## begin Dataset content

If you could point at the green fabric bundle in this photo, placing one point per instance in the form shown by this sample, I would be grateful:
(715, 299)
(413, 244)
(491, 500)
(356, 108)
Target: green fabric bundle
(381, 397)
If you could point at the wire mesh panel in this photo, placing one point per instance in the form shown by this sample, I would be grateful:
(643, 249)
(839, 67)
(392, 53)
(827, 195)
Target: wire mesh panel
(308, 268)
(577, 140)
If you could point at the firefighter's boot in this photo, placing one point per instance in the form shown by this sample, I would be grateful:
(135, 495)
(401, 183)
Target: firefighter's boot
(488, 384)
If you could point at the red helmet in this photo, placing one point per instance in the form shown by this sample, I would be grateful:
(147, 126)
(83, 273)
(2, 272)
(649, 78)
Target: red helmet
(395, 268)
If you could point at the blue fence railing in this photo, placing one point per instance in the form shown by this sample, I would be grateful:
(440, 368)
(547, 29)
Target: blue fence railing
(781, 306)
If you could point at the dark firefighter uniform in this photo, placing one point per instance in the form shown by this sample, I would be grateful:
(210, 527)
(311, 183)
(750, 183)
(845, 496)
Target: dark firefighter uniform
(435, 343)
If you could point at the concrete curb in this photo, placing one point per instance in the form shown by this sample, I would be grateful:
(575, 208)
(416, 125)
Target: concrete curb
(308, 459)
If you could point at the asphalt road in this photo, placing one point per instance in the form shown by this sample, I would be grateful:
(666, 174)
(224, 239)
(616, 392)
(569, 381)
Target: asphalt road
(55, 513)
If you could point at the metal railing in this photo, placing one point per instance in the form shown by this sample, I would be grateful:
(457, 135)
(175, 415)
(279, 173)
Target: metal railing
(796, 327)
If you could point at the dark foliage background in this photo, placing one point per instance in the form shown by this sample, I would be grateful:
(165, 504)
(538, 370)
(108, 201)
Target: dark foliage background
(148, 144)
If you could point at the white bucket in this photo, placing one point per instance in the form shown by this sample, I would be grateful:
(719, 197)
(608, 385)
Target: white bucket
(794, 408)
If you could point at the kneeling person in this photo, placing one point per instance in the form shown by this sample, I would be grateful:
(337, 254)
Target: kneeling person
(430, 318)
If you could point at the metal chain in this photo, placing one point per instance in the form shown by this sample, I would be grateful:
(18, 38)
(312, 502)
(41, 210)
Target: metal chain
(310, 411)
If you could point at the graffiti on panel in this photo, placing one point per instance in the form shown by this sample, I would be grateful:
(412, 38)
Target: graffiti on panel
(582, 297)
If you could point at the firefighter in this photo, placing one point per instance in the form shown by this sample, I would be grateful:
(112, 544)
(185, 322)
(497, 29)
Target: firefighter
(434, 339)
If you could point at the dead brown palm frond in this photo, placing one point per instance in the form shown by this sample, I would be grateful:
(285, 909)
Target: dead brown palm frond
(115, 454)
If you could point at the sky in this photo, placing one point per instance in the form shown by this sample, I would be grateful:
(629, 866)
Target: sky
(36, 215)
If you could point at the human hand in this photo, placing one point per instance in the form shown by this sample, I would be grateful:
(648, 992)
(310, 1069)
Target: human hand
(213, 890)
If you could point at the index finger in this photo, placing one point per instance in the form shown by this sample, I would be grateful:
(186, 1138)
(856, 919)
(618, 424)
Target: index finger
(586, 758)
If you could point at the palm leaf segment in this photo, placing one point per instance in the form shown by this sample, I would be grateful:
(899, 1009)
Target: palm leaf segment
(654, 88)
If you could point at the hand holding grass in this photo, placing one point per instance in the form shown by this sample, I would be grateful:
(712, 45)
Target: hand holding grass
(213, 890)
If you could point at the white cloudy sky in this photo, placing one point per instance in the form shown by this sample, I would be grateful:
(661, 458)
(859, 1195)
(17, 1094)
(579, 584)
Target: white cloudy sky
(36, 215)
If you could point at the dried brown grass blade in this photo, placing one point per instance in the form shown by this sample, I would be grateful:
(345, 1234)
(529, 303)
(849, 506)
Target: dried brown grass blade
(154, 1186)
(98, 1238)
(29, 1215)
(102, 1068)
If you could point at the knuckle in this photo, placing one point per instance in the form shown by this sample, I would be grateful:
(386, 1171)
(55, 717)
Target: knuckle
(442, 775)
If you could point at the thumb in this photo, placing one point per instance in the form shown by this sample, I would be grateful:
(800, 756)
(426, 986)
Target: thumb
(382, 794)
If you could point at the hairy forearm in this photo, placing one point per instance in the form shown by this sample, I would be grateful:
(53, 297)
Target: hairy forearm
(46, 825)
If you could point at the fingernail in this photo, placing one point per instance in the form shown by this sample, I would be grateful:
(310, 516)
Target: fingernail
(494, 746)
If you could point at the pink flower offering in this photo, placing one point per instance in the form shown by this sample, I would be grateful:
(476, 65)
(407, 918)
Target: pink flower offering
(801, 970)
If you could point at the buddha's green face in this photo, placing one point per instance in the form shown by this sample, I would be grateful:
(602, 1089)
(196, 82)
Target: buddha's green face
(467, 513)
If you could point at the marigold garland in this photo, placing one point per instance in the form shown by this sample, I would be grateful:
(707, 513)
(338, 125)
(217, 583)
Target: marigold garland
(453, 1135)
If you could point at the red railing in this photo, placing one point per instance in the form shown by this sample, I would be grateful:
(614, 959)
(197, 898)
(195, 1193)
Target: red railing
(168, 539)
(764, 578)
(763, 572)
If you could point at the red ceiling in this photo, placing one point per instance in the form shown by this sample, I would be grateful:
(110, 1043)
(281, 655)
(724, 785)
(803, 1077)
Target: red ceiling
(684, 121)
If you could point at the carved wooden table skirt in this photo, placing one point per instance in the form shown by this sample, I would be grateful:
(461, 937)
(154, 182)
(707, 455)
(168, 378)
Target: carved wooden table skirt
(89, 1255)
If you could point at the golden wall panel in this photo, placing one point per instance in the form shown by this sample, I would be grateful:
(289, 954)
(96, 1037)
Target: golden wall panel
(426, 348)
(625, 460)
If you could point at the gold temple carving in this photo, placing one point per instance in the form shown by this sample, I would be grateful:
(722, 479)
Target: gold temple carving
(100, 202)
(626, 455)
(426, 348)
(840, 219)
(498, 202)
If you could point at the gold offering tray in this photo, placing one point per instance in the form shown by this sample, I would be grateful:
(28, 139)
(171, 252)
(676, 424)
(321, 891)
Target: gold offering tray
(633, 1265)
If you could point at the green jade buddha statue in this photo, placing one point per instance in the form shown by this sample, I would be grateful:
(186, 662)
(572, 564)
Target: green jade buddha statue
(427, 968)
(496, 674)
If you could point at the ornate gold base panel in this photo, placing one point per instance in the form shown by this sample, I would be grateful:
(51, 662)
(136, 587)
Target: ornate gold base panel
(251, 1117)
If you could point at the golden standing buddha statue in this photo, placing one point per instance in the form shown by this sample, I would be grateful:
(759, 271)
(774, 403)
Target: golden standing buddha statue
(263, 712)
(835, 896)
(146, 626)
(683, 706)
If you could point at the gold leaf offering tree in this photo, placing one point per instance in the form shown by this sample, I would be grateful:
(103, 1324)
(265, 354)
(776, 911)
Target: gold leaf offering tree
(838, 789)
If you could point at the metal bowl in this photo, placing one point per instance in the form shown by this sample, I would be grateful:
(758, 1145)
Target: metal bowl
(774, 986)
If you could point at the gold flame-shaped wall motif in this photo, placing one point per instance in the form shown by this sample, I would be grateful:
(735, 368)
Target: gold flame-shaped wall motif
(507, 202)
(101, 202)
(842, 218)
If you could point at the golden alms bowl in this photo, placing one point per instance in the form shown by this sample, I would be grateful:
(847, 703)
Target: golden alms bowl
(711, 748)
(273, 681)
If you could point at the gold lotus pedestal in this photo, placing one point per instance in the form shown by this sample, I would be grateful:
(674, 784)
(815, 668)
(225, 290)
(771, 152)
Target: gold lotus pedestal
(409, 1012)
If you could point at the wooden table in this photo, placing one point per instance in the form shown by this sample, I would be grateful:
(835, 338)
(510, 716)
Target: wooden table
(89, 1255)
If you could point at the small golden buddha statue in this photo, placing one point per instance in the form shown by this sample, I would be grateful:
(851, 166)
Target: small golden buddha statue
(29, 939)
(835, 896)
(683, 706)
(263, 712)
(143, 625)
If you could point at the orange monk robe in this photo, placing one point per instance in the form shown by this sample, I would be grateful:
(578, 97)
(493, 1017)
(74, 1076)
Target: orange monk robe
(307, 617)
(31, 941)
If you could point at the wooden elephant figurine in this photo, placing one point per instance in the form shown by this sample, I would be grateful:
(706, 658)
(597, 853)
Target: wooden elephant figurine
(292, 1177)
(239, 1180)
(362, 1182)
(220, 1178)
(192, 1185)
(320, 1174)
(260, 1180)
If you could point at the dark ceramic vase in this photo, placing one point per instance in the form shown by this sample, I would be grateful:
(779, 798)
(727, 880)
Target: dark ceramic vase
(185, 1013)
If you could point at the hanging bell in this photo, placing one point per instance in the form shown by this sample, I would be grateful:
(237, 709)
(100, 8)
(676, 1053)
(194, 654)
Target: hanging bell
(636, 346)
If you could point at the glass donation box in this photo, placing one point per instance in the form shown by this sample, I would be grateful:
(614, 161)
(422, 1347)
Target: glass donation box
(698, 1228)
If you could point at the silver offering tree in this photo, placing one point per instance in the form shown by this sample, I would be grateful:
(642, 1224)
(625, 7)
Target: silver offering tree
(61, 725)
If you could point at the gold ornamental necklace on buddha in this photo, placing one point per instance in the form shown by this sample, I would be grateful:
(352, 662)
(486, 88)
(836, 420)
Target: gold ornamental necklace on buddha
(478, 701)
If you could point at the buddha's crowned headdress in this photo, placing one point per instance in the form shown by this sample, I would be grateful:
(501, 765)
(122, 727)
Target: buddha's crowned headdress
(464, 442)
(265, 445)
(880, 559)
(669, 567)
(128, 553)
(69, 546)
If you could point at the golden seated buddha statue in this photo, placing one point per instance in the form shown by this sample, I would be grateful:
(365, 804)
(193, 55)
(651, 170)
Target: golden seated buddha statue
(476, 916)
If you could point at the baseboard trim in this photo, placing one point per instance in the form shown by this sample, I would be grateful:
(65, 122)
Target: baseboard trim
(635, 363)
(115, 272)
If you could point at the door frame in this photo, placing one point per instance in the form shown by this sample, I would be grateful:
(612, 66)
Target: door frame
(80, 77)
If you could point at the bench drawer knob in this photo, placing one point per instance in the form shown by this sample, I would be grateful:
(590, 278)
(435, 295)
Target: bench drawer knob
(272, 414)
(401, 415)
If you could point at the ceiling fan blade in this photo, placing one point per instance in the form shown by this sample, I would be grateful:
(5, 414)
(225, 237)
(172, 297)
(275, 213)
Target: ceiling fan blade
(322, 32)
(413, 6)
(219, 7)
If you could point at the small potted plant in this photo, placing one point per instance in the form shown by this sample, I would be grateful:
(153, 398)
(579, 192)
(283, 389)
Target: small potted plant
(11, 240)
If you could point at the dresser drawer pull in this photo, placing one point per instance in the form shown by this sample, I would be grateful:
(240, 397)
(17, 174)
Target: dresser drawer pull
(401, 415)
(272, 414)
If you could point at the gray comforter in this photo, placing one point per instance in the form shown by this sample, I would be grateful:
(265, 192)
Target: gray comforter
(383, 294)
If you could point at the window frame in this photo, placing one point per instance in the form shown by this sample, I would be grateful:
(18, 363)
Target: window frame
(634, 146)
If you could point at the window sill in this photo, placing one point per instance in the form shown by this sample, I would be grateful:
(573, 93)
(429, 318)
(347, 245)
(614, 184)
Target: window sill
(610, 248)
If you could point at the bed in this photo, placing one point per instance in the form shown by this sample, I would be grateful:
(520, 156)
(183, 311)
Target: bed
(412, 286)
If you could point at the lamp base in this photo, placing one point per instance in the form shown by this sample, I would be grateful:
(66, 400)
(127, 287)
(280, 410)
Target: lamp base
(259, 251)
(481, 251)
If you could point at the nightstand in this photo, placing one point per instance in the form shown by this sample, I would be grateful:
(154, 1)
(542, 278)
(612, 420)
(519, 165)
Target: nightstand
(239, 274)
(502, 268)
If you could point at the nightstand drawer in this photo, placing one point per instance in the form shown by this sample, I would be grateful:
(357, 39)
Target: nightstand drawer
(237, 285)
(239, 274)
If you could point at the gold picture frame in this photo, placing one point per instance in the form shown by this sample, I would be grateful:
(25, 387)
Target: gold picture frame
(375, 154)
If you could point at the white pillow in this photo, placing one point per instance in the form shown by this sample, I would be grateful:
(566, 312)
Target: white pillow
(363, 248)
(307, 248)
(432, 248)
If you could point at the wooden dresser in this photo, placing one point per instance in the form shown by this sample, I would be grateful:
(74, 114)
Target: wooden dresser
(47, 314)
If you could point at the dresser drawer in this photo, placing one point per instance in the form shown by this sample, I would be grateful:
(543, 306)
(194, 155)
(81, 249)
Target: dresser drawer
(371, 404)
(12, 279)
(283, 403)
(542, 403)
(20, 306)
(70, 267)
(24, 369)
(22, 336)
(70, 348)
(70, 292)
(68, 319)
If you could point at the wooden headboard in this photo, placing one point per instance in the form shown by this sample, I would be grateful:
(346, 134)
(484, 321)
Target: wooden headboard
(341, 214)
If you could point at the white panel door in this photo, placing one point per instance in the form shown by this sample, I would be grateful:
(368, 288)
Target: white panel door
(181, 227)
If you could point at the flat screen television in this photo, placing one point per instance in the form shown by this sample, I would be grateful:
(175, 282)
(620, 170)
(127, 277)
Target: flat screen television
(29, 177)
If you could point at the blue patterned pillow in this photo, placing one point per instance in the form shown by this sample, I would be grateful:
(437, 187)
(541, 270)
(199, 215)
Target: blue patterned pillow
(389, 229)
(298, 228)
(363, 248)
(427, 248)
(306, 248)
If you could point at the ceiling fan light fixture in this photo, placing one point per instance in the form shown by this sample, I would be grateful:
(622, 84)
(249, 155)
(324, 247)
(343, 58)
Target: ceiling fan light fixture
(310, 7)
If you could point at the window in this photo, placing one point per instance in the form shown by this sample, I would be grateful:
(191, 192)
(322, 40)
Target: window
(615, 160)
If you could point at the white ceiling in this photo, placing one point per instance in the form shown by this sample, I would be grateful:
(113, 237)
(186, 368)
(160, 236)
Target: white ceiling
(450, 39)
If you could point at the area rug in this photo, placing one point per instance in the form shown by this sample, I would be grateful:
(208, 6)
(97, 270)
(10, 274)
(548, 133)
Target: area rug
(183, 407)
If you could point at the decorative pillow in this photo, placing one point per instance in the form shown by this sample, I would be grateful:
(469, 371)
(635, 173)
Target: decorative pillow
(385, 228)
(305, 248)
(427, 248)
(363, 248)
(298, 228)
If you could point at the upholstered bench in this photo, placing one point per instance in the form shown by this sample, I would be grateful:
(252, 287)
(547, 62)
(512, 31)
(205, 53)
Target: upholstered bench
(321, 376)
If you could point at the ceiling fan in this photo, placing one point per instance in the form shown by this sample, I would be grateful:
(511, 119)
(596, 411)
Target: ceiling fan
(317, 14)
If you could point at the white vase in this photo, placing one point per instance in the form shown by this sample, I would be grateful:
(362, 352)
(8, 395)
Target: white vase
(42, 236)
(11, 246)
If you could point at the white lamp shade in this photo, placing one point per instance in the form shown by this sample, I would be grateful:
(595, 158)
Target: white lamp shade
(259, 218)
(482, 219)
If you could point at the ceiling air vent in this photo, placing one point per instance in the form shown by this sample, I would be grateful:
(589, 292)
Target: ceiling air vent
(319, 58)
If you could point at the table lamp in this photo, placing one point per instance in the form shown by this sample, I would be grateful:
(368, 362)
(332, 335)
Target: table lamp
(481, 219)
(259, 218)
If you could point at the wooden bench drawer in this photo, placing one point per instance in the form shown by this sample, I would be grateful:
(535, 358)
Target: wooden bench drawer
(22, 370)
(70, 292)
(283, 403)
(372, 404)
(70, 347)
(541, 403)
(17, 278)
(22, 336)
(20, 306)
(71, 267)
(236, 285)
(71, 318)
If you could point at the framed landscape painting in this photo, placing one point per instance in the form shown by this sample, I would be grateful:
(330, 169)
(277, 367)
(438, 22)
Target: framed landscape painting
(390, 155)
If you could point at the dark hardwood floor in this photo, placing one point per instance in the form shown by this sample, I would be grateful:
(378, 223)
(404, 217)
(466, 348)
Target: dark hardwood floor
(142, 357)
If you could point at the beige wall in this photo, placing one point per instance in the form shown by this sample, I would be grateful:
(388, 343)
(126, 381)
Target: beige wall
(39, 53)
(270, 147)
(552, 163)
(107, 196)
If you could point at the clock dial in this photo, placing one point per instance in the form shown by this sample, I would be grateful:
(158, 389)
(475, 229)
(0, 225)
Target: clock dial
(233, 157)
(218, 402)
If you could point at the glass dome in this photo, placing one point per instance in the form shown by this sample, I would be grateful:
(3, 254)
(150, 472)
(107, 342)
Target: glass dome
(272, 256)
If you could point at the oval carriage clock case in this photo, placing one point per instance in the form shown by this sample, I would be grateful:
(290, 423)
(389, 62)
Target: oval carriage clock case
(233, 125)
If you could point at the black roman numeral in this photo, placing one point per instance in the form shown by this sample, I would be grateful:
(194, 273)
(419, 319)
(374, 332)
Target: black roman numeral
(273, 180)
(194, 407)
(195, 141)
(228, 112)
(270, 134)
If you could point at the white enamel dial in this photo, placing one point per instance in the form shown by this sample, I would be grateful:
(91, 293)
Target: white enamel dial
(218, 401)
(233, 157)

## end Dataset content

• [Goal of the exercise]: All lines from the one with "If you could point at the black" through the final line above are to be quoted exactly; quote no other line.

• [Exercise answer]:
If you could point at the black roman numeral in this photo, placing one point per instance in the form shown by this sample, I would be grateful:
(194, 273)
(419, 319)
(374, 332)
Target: black roman numeral
(273, 180)
(194, 407)
(195, 141)
(228, 112)
(270, 134)
If you could point at the white enamel dial in this photo, placing one point per instance in the form shown by this sample, I would be grateful:
(91, 293)
Target: white enamel dial
(218, 401)
(233, 157)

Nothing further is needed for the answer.